Supplied information
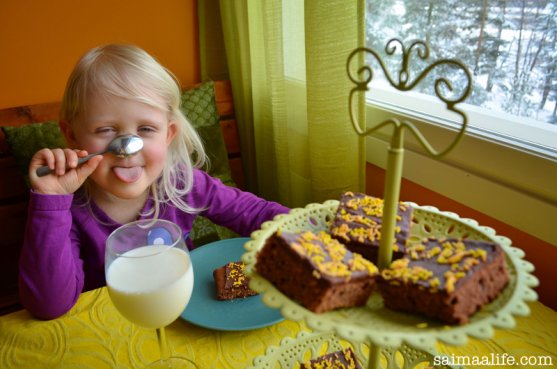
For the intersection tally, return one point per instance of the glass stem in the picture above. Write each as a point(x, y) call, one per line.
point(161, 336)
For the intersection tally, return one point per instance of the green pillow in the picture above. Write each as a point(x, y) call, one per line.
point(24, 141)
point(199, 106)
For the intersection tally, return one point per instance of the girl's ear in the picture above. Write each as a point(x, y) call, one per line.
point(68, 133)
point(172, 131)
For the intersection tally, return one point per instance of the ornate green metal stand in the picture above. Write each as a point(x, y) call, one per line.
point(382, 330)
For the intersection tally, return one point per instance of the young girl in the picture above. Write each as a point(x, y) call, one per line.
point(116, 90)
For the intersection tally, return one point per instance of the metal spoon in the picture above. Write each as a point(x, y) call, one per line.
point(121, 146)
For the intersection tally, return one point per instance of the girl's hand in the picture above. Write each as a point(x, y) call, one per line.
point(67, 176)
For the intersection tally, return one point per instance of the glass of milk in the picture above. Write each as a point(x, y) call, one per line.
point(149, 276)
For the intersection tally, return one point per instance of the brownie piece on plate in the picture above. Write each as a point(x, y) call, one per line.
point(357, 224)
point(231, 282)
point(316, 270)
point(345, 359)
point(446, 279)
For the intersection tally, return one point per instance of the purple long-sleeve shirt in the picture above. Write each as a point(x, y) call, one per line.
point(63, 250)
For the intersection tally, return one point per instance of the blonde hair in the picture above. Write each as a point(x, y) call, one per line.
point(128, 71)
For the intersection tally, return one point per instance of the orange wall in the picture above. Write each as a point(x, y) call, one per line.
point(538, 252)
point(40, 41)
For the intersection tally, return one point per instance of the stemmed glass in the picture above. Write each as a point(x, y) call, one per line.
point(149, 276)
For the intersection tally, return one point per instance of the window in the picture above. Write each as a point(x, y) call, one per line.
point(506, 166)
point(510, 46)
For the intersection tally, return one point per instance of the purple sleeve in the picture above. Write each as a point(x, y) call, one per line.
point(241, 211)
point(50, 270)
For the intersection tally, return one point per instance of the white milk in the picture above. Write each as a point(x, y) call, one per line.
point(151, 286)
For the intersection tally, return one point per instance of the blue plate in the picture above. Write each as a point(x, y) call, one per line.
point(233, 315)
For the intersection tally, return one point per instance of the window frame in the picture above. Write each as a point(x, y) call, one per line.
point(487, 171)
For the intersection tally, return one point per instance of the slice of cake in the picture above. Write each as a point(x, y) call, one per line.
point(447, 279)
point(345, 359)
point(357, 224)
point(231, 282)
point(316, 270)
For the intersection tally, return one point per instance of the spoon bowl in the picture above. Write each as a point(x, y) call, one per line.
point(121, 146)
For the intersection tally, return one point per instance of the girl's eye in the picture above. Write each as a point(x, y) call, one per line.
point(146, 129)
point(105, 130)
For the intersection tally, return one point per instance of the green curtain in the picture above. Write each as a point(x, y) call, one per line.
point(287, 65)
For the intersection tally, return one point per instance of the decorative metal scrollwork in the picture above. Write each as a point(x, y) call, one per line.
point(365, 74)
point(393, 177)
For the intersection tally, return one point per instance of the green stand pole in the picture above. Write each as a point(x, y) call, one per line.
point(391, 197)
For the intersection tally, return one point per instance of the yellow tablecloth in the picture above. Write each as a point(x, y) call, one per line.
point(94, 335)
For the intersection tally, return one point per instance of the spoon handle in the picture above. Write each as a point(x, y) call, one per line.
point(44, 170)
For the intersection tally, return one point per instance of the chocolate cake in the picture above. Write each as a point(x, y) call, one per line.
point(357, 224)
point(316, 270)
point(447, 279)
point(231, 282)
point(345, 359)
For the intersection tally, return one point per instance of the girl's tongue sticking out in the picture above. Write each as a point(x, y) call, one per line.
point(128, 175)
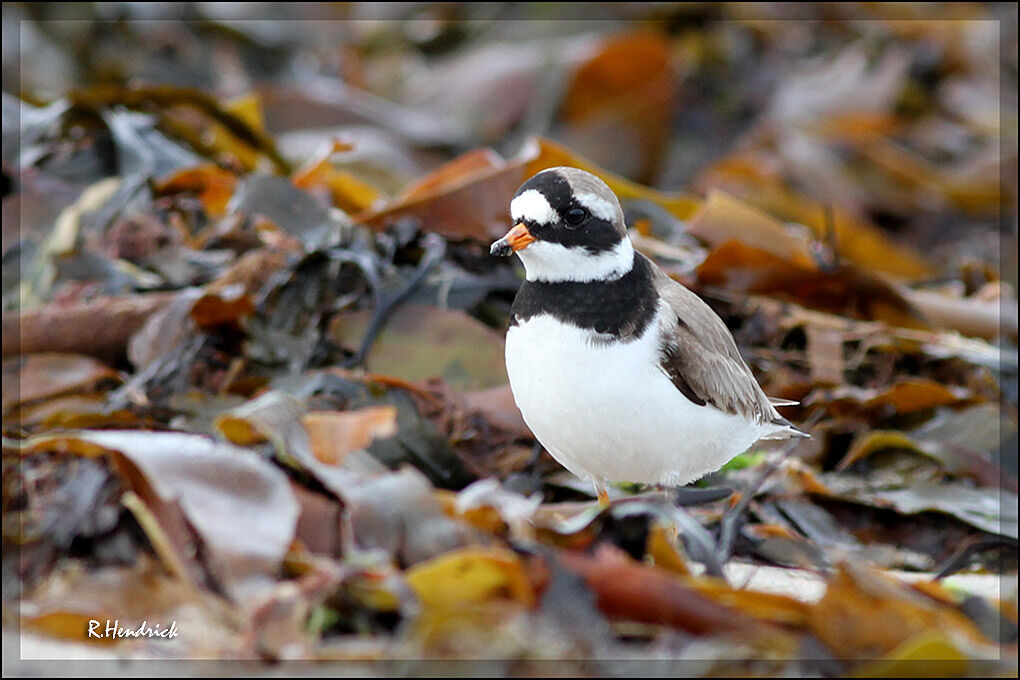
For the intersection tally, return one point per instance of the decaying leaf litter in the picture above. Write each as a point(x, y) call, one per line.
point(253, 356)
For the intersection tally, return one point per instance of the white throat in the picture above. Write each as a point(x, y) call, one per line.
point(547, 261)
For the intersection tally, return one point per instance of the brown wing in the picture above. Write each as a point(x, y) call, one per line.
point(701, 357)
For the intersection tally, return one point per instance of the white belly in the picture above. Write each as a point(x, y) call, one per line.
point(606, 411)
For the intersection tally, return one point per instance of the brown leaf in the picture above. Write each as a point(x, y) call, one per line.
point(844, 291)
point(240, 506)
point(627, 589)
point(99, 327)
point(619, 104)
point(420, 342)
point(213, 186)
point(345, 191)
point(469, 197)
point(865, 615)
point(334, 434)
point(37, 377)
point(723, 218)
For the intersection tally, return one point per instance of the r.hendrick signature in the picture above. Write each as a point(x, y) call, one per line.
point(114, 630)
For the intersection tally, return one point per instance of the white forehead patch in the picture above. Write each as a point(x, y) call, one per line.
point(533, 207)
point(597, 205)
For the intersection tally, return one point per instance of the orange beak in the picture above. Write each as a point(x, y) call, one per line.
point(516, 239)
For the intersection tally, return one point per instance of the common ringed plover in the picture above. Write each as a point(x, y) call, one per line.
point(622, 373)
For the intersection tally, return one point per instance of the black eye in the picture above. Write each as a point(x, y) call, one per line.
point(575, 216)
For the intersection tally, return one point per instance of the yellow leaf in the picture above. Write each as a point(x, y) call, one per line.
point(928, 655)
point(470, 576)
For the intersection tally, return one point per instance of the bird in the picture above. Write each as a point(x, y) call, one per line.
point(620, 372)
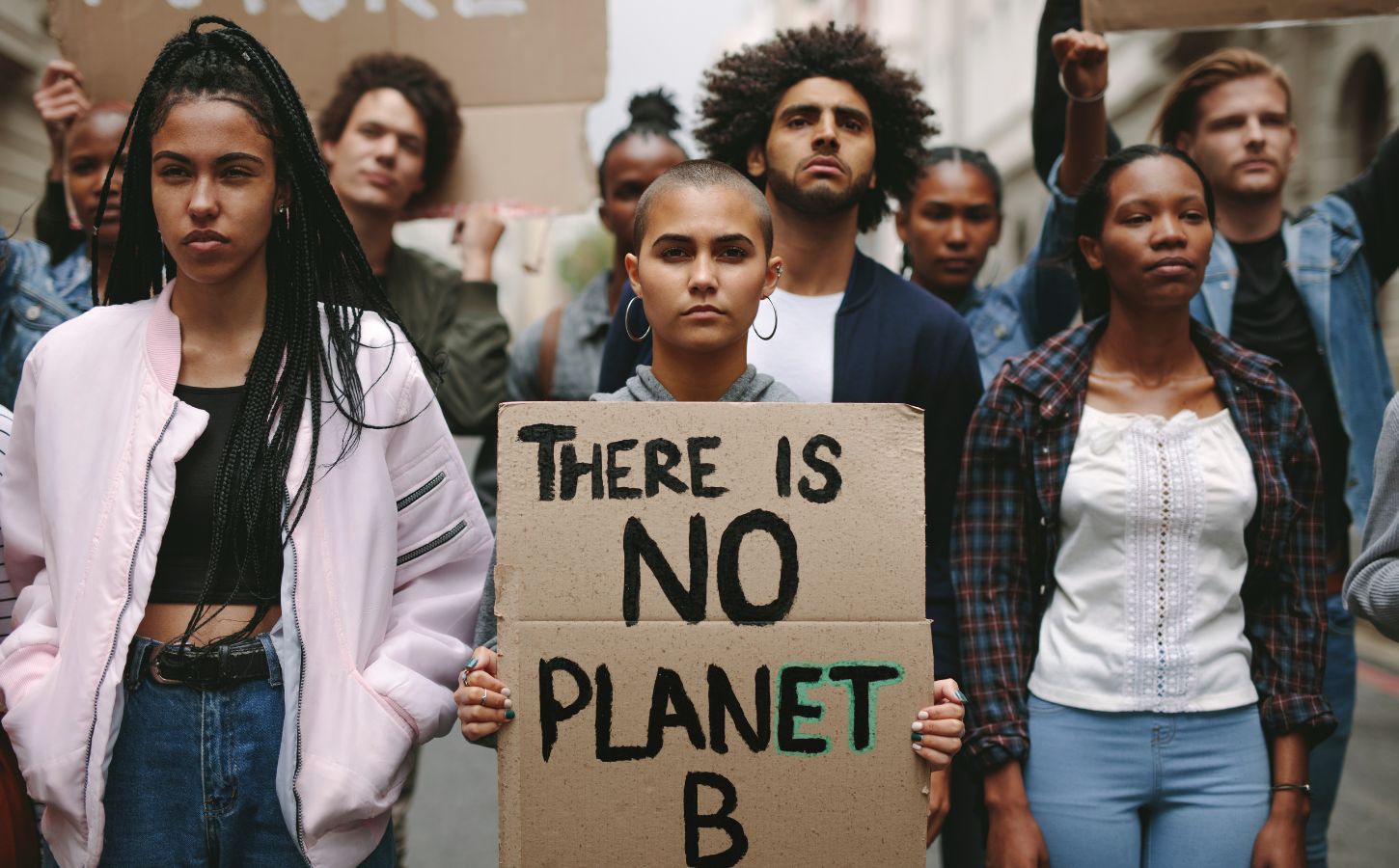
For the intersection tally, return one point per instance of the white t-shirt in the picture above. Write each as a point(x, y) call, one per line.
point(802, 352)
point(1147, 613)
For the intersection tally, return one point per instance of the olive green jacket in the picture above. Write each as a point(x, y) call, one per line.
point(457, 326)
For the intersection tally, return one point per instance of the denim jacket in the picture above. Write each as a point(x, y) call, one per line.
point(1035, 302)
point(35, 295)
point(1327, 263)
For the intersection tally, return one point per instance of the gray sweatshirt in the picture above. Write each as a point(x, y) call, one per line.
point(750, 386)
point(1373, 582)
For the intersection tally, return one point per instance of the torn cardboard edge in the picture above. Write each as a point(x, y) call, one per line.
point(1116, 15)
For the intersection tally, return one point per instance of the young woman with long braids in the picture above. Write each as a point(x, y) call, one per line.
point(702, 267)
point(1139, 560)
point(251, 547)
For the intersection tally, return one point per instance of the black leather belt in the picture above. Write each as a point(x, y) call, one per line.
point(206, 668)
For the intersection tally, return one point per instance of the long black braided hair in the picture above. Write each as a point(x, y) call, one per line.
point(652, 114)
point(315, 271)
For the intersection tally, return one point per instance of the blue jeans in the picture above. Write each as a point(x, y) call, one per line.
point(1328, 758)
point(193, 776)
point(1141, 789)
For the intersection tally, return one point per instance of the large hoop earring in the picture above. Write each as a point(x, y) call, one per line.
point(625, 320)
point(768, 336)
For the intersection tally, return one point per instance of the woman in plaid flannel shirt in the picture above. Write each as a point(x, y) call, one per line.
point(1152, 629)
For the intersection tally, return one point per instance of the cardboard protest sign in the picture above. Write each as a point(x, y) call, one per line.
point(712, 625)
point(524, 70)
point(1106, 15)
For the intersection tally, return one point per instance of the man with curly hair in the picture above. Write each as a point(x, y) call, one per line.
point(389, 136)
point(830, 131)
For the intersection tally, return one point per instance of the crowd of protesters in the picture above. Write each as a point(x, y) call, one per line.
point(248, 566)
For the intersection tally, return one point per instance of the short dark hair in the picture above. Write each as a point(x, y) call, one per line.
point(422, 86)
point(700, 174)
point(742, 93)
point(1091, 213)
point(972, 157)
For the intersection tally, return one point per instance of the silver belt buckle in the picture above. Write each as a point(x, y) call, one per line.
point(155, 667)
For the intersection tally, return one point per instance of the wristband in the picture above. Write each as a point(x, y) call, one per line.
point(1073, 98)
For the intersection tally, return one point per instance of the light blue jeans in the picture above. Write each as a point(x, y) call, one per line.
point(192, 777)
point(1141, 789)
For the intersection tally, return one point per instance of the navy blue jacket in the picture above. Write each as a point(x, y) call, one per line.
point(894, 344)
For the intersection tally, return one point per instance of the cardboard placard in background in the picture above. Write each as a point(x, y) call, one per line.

Your objective
Convert the records into a Markdown table with the columns Row and Line, one numbered row per line, skipping blank lines and leaving out the pictures. Begin at the line that contains "of the chocolate" and stop after the line that contains "point(597, 205)".

The solution
| Row | Line |
|---|---|
| 1 | For the intersection tally, return one point per instance of the chocolate cake in the picture above. Write each as a point(x, y) call, one per line. |
| 2 | point(357, 224) |
| 3 | point(316, 270) |
| 4 | point(447, 279) |
| 5 | point(231, 282) |
| 6 | point(345, 359) |
| 7 | For the intersection tally, return one point per instance of the girl's tongue sticking out in the picture above. Write each as a point(x, y) call, one per line. |
| 8 | point(128, 175) |
| 9 | For the intersection tally, return one point per instance of the decaying leaf litter in the picture above. Write each as a point(x, y) call, one per line. |
| 10 | point(253, 356) |
| 11 | For the intersection tally, return one point per instance of the white throat in the picture above. Write each as a point(x, y) call, one per line. |
| 12 | point(547, 261) |
| 13 | For the intersection tally, return one point per instance of the brown wing in the picture above. Write each as a point(x, y) call, one per line. |
| 14 | point(701, 357) |
| 15 | For the intersection tally, return one point per instance of the white belly in the picture above. Write each as a point(x, y) call, one per line. |
| 16 | point(606, 411) |
| 17 | For the intersection tally, return one point per instance of the brown leaf in the picture above. Write each as a point(x, y) call, one per line. |
| 18 | point(844, 291) |
| 19 | point(240, 506) |
| 20 | point(627, 589) |
| 21 | point(99, 327) |
| 22 | point(619, 104) |
| 23 | point(420, 342) |
| 24 | point(213, 186) |
| 25 | point(345, 191) |
| 26 | point(469, 197) |
| 27 | point(865, 615) |
| 28 | point(334, 434) |
| 29 | point(37, 377) |
| 30 | point(723, 218) |
| 31 | For the intersection tally, return one point per instance of the r.hendrick signature in the picture above. Write each as a point(x, y) call, one per line. |
| 32 | point(114, 630) |
| 33 | For the intersection tally, return one point per instance of the white forehead patch in the picture above. Write each as a point(x, y) call, one per line. |
| 34 | point(533, 207) |
| 35 | point(597, 205) |